**Input rows:**
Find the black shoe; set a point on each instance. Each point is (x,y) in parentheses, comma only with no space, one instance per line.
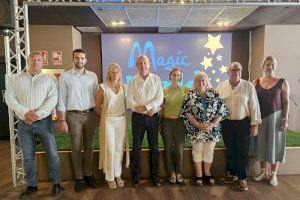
(56,189)
(79,185)
(29,191)
(156,182)
(90,181)
(210,180)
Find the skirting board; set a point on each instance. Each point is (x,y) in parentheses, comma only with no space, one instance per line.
(291,166)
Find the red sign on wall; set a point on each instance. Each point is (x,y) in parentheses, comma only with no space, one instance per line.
(44,54)
(57,57)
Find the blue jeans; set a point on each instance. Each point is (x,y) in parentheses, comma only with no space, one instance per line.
(27,136)
(140,124)
(236,137)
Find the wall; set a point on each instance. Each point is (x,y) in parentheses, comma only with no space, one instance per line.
(2,46)
(240,51)
(55,38)
(92,44)
(257,52)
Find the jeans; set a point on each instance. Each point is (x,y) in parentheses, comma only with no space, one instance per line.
(140,124)
(173,131)
(236,135)
(27,136)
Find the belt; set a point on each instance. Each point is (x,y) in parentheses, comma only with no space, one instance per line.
(115,115)
(82,111)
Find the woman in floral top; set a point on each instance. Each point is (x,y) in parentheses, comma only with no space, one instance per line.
(202,110)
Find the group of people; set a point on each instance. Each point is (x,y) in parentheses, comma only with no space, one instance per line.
(245,114)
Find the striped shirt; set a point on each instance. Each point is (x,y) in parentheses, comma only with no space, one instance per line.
(241,101)
(25,92)
(77,91)
(146,92)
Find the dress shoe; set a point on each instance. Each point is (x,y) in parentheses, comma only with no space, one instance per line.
(261,176)
(243,185)
(136,182)
(90,181)
(172,178)
(156,182)
(273,180)
(56,189)
(120,182)
(29,191)
(79,185)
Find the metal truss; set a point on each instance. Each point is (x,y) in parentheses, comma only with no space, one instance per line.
(163,2)
(16,58)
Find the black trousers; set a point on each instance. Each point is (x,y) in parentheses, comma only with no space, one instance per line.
(142,123)
(236,135)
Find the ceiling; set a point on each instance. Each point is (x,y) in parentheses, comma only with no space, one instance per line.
(164,19)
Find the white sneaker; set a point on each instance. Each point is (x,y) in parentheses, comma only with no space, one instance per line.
(273,180)
(261,176)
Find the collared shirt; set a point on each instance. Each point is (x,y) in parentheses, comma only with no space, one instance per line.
(241,101)
(173,99)
(146,92)
(77,91)
(25,92)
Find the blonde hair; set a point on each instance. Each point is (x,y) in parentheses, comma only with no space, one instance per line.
(269,58)
(199,75)
(142,57)
(111,67)
(174,69)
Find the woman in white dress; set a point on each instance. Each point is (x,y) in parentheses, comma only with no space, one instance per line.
(110,105)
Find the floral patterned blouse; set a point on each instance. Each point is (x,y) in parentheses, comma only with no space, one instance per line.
(192,106)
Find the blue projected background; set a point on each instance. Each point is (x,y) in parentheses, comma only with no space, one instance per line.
(208,52)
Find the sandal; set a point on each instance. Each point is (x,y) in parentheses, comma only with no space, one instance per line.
(209,180)
(199,181)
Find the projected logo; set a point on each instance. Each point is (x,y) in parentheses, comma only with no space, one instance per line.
(192,52)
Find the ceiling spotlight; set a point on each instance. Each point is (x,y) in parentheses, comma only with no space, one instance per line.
(120,23)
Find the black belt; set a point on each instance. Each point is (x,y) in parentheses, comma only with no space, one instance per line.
(82,111)
(144,114)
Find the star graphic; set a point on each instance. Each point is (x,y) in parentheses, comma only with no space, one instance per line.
(213,43)
(206,62)
(219,57)
(223,69)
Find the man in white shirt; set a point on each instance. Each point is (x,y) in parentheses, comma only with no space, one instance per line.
(145,95)
(33,95)
(242,122)
(77,98)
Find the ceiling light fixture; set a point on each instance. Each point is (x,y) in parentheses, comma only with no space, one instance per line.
(120,23)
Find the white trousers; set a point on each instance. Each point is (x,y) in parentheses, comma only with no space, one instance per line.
(115,136)
(203,151)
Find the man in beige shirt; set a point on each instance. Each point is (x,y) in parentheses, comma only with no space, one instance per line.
(145,95)
(244,116)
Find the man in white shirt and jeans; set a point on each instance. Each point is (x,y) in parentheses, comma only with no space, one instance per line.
(32,95)
(145,95)
(242,122)
(78,89)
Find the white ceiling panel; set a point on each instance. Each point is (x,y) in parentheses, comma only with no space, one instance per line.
(142,17)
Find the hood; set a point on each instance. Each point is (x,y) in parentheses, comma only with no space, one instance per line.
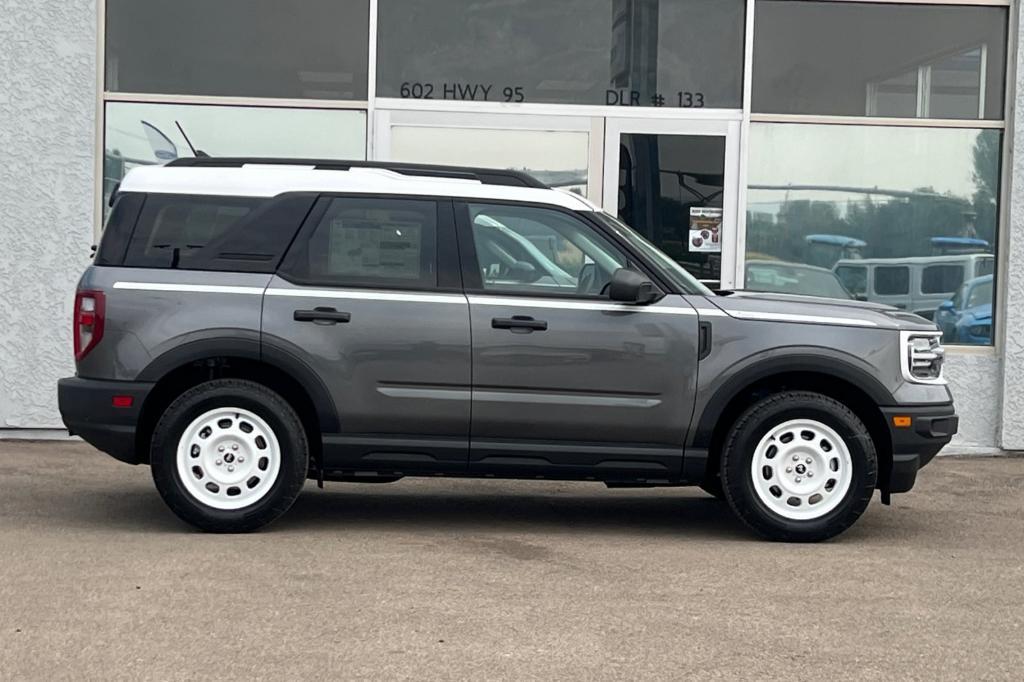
(811,309)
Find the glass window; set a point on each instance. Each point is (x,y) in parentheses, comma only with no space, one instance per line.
(557,158)
(941,279)
(898,208)
(173,228)
(633,52)
(140,134)
(315,49)
(892,281)
(848,58)
(670,190)
(372,242)
(535,250)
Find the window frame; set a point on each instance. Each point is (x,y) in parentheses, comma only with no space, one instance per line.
(449,278)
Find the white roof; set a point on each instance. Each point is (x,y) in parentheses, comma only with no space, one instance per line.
(270,180)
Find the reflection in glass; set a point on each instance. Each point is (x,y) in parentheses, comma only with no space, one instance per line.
(629,52)
(314,49)
(849,58)
(670,190)
(558,159)
(143,134)
(903,216)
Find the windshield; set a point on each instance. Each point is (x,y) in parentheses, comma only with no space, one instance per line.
(686,282)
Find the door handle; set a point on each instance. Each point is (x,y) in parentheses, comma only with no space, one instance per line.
(322,315)
(519,323)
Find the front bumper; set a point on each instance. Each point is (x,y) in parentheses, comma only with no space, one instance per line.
(87,410)
(914,445)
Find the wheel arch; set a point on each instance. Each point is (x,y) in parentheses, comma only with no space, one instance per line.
(196,361)
(828,375)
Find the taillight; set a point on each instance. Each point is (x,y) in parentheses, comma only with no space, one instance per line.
(89,312)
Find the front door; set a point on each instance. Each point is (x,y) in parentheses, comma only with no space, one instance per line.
(370,299)
(675,182)
(565,381)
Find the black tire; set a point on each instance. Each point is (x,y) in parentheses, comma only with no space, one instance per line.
(773,411)
(254,397)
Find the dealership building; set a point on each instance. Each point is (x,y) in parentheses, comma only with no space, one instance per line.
(853,150)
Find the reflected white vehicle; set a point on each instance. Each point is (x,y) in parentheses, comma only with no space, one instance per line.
(786,278)
(919,284)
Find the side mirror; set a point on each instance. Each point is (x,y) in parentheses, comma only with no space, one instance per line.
(631,287)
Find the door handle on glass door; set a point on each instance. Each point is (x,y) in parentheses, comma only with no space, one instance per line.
(322,315)
(519,324)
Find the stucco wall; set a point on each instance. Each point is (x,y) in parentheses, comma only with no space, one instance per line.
(47,128)
(1012,436)
(976,384)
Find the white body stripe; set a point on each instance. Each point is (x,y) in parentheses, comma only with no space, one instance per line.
(514,301)
(506,301)
(358,295)
(795,317)
(186,288)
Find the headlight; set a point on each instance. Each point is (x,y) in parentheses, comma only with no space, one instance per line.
(922,356)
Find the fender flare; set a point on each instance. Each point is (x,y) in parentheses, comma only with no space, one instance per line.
(249,346)
(756,368)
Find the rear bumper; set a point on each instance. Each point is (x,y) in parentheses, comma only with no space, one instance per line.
(87,410)
(913,446)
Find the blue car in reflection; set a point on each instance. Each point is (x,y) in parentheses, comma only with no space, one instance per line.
(967,317)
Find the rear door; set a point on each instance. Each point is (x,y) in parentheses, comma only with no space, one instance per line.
(566,382)
(370,298)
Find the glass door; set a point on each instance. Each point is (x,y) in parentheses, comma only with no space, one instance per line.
(676,182)
(562,152)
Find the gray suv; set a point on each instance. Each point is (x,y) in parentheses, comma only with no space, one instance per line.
(248,324)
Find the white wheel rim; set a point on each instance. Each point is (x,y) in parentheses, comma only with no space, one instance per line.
(802,469)
(228,458)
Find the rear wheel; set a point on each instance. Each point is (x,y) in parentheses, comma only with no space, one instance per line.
(229,456)
(799,466)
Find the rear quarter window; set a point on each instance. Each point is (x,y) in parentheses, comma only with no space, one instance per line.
(208,232)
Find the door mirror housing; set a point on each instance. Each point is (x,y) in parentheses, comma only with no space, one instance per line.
(631,287)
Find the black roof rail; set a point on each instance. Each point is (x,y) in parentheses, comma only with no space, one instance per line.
(483,175)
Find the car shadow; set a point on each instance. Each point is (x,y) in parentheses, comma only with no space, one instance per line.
(374,508)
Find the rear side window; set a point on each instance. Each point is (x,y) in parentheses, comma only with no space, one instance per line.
(386,243)
(941,279)
(227,233)
(892,281)
(172,229)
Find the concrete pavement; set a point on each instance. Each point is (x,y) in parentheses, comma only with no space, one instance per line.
(430,579)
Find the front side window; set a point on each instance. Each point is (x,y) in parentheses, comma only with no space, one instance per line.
(387,243)
(521,249)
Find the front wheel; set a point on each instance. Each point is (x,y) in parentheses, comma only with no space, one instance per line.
(229,456)
(799,466)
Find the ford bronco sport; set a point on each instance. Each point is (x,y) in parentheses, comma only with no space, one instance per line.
(250,324)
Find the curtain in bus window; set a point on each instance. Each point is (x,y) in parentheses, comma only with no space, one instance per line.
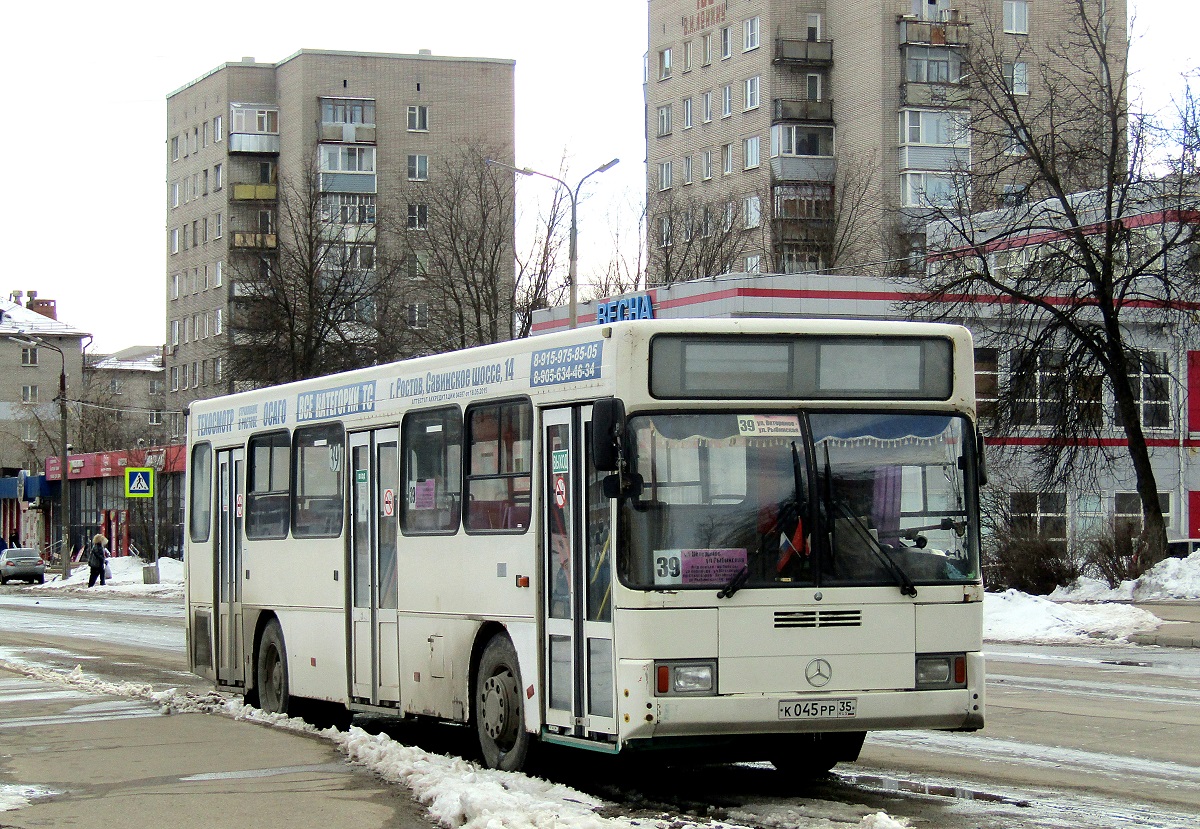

**Description of the task:** From the listing above, extract every line that contains the word "black".

**Result of this exercise:**
Find the black shoe; set a point on each instance. Each point is (x,y) in parentheses, comma only with no space, one instance per line.
Find the black trousers; set a point on each instance. Each point is (x,y) in parentheses, comma only with no space, one instance per line.
Find the black belt; set a point on each instance. Each point is (x,y) in parentheses, comma only with no space, one instance per line.
Find the black tire; set a point on each instance. Each point is (x,y) in parentheses, comma only with no space, one instance per line.
Find the black roof rail; set a point on each instance. Each point is (x,y) in parentheses, comma only with no space, one instance per line.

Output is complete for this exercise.